Data excerpts:
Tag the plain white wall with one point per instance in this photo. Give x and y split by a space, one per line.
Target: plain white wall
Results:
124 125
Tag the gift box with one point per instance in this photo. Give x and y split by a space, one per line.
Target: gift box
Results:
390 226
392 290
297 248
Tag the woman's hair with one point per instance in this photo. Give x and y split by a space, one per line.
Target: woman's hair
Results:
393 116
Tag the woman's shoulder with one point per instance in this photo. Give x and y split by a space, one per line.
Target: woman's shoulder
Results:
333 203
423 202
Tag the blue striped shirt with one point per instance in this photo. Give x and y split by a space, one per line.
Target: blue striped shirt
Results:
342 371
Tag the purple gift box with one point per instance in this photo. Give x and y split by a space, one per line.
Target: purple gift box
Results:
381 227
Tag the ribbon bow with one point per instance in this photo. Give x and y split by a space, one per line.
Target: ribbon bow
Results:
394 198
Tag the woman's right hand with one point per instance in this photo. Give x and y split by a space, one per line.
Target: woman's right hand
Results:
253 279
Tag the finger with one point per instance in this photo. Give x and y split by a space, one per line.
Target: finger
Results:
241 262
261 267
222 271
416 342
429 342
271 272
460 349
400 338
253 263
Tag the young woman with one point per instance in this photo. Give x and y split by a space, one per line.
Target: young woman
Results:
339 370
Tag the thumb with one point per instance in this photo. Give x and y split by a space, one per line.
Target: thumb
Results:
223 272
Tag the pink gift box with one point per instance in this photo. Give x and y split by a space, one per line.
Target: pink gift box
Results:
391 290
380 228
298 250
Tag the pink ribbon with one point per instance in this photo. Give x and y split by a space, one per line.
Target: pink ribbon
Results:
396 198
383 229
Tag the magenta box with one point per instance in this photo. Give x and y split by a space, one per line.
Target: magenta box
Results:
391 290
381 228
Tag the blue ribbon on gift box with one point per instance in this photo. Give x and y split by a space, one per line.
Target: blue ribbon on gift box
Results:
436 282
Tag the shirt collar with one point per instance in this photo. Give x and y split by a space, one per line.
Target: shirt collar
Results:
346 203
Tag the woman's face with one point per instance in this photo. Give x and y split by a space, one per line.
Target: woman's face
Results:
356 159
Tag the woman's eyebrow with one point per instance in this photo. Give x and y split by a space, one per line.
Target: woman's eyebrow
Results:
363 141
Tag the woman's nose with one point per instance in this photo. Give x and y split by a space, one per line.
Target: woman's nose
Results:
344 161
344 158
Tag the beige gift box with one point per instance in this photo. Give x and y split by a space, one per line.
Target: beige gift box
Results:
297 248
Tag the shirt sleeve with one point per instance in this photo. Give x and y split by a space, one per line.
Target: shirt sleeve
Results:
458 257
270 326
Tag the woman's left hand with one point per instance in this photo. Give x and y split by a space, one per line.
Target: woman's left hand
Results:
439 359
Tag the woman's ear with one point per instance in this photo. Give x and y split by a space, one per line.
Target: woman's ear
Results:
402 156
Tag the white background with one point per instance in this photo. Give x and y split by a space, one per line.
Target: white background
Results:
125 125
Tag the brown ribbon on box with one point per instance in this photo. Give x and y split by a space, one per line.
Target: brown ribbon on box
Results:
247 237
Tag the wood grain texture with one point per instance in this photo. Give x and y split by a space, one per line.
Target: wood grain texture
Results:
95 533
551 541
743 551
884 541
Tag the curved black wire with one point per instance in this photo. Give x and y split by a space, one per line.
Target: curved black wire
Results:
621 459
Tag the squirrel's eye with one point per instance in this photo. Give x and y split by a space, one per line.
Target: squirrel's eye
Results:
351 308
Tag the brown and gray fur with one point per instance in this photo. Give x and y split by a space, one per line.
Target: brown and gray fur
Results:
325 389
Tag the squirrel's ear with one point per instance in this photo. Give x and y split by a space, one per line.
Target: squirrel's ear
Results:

▶ [Activity] Take the records above and write each one out again exactly.

▶ [Response below]
Tag the plain white wall with one point per instance in this photo. Give x and y split by a space, one per line.
Target: plain white wall
Results:
124 125
Tag the gift box with one point per instance in this photo. Give x and y split by a space, one per line.
Target: gift box
Results:
390 226
392 290
297 248
Tag the woman's hair with one point per instance in this photo. Give x and y split by a space, one per line.
Target: woman's hair
Results:
393 116
Tag the woman's shoulder with one point per instance in this photo. Give x and y split by a space, one per line.
Target: woman's shoulder
Results:
333 203
423 202
Tag the blue striped shirt with one point per instance in this photo. Give x and y split by a space, one per line.
Target: blue striped shirt
Results:
342 371
Tag the purple gift box with one point per instance in this photo. Give x and y split by a space, one per line.
Target: purple gift box
Results:
381 227
Tag the ribbon bow with one point per instance in this photo. Give x and y split by a space, one per line.
Target: ribbon bow
Results:
394 198
Tag the woman's right hand with one point per instance in this photo. Give x and y split by a space, one per line.
Target: woman's right hand
Results:
253 279
Tag the finger with one point per instance in this photo. Give x and y split by a space, one per line.
Target: finger
Results:
241 262
261 267
222 271
416 342
429 342
271 272
460 349
400 338
253 263
Tag the young woman with one point per instance in this photo. Give x and y split by a space, one per line.
Target: young woman
Results:
339 370
Tag the thumb with one point per instance in this photo. Give x and y split by a space, one per line.
Target: thumb
Results:
223 272
Tag the pink gift box with one point per instance in this photo. Give x and y split by a space, one per line.
Target: pink gift box
Results:
391 290
380 228
298 250
Tag the pink ribbon with one point per instance in this photo. Give x and y split by a space, one per line.
Target: pink ribbon
Results:
396 198
383 229
Tag the magenta box with one point per instance in this photo. Give x and y split by a space, one per line.
Target: magenta box
Results:
391 290
381 228
Tag the blue ribbon on gift box with one point per instance in this photo. Give x and y split by a space, one per line.
Target: blue ribbon on gift box
Results:
436 282
Tag the shirt collar with one point per instance in this photo. Give x and y split by a space, one per line.
Target: shirt collar
Results:
346 203
Tag the woman's face with one point per instance in this photo. Give x and y split by a space, one per line.
Target: woman's face
Results:
356 159
Tag the woman's eyebrow with one point per instance in this photo. Give x and y split by a space, one per line.
Target: woman's eyebrow
Results:
363 141
Tag the woman's nose with one point per instance in this photo. Give x and y split by a space, one per line.
Target: woman's nose
Results:
344 161
344 158
Tag the beige gift box with one point per instance in this photo. Give x and y split by a space, one per line.
Target: beige gift box
Results:
297 248
Tag the shirt sleeve with one point per instance in this photo. Give x and y split by a space, one per line.
Target: shirt sleeve
Results:
458 257
270 326
Tag the woman's left hand with one point per instance in this photo. Give x and y split by a space, one per line.
Target: woman's left hand
Results:
439 359
Tag the woman's ear with one point per instance in this photo. Give x and y split by a space, one per line.
Target: woman's ear
Results:
402 156
Tag the white background with one point per instance in this photo. Give x and y split by a space, one per line.
Target: white background
Results:
125 125
Tag the brown ribbon on box with one point per instance in this photo. Give x and y split by a space, one per line.
Target: brown ribbon on box
Results:
247 237
Tag the wood grain texture with one point per instance in this photo. Give x and y split by a space, one per line.
Target: wood grain texture
Results:
95 533
551 541
743 551
884 541
Tag the curved black wire with one point per instance in this photo. Give x and y split by a space, one per line.
Target: curved black wire
Results:
621 459
Tag the squirrel's eye with one point per instance in this photo. Give x and y split by a space, one per line.
Target: squirrel's eye
Results:
351 308
Tag the brown and gray fur with one point per instance in this photo. Give x and y split by a space, one per line.
Target: brown and gray fur
Results:
325 389
Tag the squirrel's ear with one point per instance in this photo. Give x and y split by a space, one per line.
Target: squirrel's ear
Results:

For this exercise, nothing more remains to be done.